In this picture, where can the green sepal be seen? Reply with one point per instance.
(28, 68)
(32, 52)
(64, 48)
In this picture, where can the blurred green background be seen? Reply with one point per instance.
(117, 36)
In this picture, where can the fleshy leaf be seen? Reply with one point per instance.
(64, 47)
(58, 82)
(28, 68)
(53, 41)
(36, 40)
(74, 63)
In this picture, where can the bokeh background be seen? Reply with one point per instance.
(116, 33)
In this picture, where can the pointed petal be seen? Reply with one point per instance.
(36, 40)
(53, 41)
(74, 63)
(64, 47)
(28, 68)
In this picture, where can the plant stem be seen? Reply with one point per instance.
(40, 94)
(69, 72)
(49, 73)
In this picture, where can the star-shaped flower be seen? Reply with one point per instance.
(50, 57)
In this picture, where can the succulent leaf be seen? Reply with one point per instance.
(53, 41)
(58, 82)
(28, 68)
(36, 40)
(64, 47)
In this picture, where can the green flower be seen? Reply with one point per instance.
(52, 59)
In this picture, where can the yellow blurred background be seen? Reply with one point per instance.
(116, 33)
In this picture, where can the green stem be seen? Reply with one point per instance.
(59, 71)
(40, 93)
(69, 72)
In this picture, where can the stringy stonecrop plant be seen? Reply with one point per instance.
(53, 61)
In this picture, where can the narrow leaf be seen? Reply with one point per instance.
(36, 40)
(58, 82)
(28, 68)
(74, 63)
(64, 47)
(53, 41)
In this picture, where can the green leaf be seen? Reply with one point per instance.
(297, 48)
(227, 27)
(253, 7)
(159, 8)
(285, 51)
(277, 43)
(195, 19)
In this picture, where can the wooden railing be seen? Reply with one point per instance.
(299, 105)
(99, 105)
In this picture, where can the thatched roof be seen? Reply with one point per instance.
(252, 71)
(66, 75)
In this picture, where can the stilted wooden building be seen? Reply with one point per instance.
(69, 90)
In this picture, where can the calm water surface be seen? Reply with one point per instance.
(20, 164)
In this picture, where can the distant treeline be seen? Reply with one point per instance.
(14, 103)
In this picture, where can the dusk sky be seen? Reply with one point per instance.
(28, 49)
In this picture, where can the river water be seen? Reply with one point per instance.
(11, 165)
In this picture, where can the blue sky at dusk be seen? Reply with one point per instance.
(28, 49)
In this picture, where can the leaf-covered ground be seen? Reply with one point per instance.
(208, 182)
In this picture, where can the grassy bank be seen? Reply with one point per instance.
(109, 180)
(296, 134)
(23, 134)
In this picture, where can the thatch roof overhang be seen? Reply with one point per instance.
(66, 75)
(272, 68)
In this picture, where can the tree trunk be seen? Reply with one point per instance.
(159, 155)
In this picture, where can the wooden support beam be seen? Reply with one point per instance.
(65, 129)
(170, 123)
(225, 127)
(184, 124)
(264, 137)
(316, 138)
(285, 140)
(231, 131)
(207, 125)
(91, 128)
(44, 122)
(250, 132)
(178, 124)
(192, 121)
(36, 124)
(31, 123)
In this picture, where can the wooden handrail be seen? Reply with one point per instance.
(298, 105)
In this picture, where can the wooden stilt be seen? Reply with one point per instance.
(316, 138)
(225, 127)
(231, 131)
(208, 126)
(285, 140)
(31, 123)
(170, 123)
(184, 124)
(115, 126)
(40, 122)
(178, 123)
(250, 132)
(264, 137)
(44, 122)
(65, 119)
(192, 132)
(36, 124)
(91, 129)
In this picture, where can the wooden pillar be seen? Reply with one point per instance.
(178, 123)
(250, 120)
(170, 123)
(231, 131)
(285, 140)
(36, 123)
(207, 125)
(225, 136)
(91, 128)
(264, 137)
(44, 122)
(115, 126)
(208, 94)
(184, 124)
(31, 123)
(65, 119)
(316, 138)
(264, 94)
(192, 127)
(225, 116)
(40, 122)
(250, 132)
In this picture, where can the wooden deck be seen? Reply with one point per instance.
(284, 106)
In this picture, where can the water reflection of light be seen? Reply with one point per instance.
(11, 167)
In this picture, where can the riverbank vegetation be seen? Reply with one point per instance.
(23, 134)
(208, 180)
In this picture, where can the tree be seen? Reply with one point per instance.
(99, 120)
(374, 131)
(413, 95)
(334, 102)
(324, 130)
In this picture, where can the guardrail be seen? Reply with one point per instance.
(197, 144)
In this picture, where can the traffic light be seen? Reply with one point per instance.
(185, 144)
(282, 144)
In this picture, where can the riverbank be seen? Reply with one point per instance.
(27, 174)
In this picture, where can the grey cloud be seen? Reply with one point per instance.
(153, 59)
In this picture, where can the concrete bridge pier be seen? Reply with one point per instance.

* _What the exercise asks_
When you output the entries, keep every line exactly as it appears above.

* _Output_
In this picture, where can the green sepal be seen? Reply with one point per instance.
(28, 68)
(32, 52)
(64, 48)
In this picture, where can the blurred green background be seen? Reply with one point per instance.
(117, 36)
In this picture, where can the fleshy leaf be seen? Reply with one point per instance.
(64, 47)
(58, 82)
(28, 68)
(53, 41)
(36, 40)
(74, 63)
In this picture, where can the bokeh background be seen? Reply with one point per instance.
(116, 33)
In this picture, where can the pointed petal be seen? Reply with one point per instance.
(36, 40)
(53, 41)
(74, 63)
(64, 47)
(28, 68)
In this picture, where can the plant stem be seen? Reply with one point per instance.
(40, 94)
(69, 72)
(49, 73)
In this picture, where can the star-shaped flower be seen? Reply with one point per instance.
(50, 57)
In this picture, where can the succulent leaf be seen? Reply with one point per instance.
(53, 41)
(58, 82)
(28, 68)
(36, 40)
(64, 47)
In this picture, where can the green flower be seen? Reply with one point per instance.
(52, 59)
In this picture, where can the yellow blurred background be seen? Reply with one point per instance.
(116, 33)
In this picture, where can the green stem be seen? Reply with one point per instance.
(59, 71)
(40, 93)
(69, 72)
In this picture, where can the stringy stonecrop plant be seen? Reply with one point per instance.
(53, 61)
In this picture, where can the narrow leaf be seen? Reply with one point per instance.
(36, 40)
(58, 82)
(28, 68)
(74, 63)
(64, 47)
(53, 41)
In this picture, where can the green leaf be seen? Reply with one point per instance.
(297, 48)
(227, 27)
(253, 7)
(159, 8)
(285, 51)
(277, 43)
(195, 19)
In this picture, where can the wooden railing be seen? Reply with one point per instance.
(299, 105)
(99, 105)
In this picture, where can the thatched roof be seen? Reply with one point per instance.
(252, 71)
(66, 75)
In this picture, where can the stilted wooden building be seen? Reply with one point per instance.
(69, 90)
In this picture, where can the calm water surface be seen? Reply with one point per instance.
(20, 164)
In this picture, where can the distant treeline be seen? Reply with one point per instance.
(14, 103)
In this picture, where can the dusk sky be seen? Reply with one point per instance.
(28, 49)
In this picture, where can the river water be seen? Reply with one point per instance.
(11, 165)
In this picture, where can the blue sky at dusk be seen? Reply with one point per instance.
(28, 49)
In this picture, where can the leaf-covered ground be seen? Reply with one point per instance.
(208, 182)
In this picture, where can the grassy bank be seen? Reply with one point per instance.
(109, 180)
(296, 134)
(23, 134)
In this picture, where can the thatch roof overhang be seen? Reply with one point per instance.
(66, 75)
(272, 68)
In this picture, where can the tree trunk be seen? Reply with one point per instance.
(159, 155)
In this picture, where can the wooden support beam be seen? Reply with one point per instance.
(65, 129)
(170, 123)
(225, 127)
(184, 124)
(264, 137)
(316, 138)
(285, 140)
(231, 131)
(207, 125)
(91, 128)
(44, 122)
(250, 132)
(178, 124)
(192, 121)
(36, 124)
(31, 123)
In this picture, where can the wooden handrail be seen? Reply with one point per instance.
(298, 105)
In this picture, where can the wooden stilt be seen? Reply with one point per instance.
(316, 138)
(225, 127)
(231, 131)
(208, 126)
(285, 140)
(31, 123)
(170, 123)
(184, 124)
(115, 126)
(40, 122)
(178, 123)
(250, 132)
(264, 137)
(44, 122)
(65, 119)
(192, 132)
(36, 124)
(91, 129)
In this picture, where can the wooden pillar be seen? Reply with one point per instance.
(178, 123)
(250, 120)
(170, 123)
(231, 131)
(285, 140)
(36, 123)
(207, 125)
(225, 136)
(91, 128)
(264, 137)
(44, 122)
(115, 126)
(208, 94)
(184, 124)
(31, 123)
(65, 119)
(316, 138)
(264, 94)
(192, 127)
(225, 116)
(40, 122)
(250, 132)
In this picture, where can the wooden deck be seen? Reply with one point per instance.
(284, 106)
In this picture, where can the water reflection of light be seen? Reply with one point per instance.
(11, 167)
In this picture, where can the riverbank vegetation be seen? Reply with one point per instance.
(23, 134)
(208, 180)
In this picture, where can the tree be seen? Reply with one point per instance.
(99, 120)
(374, 131)
(413, 95)
(334, 102)
(324, 130)
In this picture, where can the guardrail be seen? Reply with one point per instance.
(197, 144)
In this picture, where can the traffic light be seen? Reply with one point per instance.
(185, 144)
(282, 144)
In this picture, where can the riverbank be seen? Reply with one point per instance.
(27, 174)
In this picture, where can the grey cloud be seen? Reply with one point per instance.
(153, 59)
In this picture, where can the concrete bridge pier be seen? Reply with one point per instance.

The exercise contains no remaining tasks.